Count the lines in the entries below that contain the string "blue", and give only that number.
— start SOURCE RECORDS —
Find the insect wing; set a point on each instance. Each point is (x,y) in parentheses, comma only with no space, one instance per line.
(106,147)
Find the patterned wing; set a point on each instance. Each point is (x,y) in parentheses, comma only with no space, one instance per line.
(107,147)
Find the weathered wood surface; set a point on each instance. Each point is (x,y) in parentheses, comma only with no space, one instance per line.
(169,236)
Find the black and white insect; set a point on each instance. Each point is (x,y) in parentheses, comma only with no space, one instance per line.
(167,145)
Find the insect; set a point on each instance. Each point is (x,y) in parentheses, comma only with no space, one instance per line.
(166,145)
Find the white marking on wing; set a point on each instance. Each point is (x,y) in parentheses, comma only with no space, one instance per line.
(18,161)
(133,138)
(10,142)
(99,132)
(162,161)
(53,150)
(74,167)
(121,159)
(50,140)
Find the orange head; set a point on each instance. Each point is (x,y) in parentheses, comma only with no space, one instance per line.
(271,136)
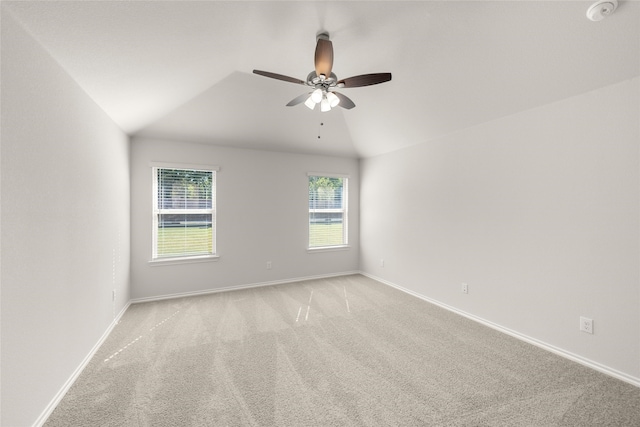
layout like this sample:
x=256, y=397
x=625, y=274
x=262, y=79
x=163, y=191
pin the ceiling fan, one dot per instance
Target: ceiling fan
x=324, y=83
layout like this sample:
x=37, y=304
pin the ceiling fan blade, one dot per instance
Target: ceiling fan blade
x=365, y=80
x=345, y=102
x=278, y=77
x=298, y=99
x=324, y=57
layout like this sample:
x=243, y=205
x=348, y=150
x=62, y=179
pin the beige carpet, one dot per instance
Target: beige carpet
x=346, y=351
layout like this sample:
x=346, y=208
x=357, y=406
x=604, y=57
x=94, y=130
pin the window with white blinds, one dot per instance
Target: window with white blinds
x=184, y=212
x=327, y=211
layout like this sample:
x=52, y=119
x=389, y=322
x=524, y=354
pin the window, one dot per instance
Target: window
— end SOURCE RECORDS —
— start SOURCE RECORDS —
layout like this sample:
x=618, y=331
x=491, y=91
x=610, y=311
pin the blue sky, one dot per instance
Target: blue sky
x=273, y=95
— end SOURCE RECORDS —
— start SOURCE RECORDS —
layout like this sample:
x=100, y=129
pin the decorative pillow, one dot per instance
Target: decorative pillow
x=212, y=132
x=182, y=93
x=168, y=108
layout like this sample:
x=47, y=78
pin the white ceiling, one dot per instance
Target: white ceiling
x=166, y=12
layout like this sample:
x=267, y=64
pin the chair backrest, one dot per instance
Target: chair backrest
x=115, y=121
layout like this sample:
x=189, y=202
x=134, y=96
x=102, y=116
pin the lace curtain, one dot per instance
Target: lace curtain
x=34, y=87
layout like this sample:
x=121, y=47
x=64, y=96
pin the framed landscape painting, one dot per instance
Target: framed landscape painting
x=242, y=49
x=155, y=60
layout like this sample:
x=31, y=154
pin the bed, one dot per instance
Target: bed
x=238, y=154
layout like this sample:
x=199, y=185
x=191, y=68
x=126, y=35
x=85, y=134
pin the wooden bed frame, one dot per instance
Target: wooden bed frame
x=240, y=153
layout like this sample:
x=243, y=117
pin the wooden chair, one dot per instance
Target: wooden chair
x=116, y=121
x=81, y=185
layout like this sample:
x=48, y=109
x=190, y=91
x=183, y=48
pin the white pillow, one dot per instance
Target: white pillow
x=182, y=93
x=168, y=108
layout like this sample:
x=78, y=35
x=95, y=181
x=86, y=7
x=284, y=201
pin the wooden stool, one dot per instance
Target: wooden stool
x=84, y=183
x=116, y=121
— end SOURCE RECORDS —
▸ OUTPUT OF THE TASK:
2